Data excerpts
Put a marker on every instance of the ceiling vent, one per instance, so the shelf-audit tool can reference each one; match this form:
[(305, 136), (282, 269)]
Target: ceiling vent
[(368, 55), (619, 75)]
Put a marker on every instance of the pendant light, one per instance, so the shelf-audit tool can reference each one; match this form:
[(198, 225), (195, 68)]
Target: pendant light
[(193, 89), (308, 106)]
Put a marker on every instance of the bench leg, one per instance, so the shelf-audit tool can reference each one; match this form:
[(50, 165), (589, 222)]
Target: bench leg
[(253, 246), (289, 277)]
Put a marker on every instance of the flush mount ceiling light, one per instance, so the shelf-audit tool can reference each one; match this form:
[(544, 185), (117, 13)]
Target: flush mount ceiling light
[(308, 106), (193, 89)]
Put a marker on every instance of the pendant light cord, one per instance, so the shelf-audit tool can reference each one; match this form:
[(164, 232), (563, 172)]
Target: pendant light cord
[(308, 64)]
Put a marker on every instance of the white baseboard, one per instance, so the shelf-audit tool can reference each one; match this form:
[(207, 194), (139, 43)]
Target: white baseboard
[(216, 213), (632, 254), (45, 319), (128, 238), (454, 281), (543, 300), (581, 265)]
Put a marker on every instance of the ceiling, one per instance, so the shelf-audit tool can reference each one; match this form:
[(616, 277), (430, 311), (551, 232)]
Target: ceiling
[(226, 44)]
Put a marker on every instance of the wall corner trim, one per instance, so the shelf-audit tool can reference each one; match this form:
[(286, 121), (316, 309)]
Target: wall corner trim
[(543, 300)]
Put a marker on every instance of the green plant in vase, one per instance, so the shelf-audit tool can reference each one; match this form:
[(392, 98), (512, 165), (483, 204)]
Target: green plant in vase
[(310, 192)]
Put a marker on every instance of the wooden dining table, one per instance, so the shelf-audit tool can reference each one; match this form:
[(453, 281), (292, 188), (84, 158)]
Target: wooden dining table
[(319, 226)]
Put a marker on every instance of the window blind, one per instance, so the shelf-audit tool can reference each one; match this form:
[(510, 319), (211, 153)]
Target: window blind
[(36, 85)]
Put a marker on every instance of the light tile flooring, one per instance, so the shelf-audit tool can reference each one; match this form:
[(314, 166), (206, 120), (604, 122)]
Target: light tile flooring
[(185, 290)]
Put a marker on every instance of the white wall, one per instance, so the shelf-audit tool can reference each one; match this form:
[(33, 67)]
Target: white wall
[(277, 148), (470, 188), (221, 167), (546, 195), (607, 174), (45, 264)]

# TASK BRIEF:
In the records above, locate the line that contains "Target: wooden dining table". Repeat it and every line after it, exactly, and nothing else.

# YOUR SOLUTION:
Target: wooden dining table
[(319, 226)]
Put a marker on every instance of the window blind, one per instance, so the shelf-audit tool can reference each one; match this form:
[(510, 319), (211, 153)]
Target: window blind
[(36, 85)]
Put a marker on every instance of the light tile flooring, one per instance, so the shelf-audit tool can reference each one; match this form:
[(314, 166), (206, 120), (604, 122)]
Target: light tile flooring
[(185, 290)]
Put a marker on every instance of the white wall, one per instance, so the shelf-audit tool can reference each one; match this form:
[(33, 67)]
Target: white wall
[(277, 148), (470, 188), (221, 167), (546, 195), (607, 174), (45, 264)]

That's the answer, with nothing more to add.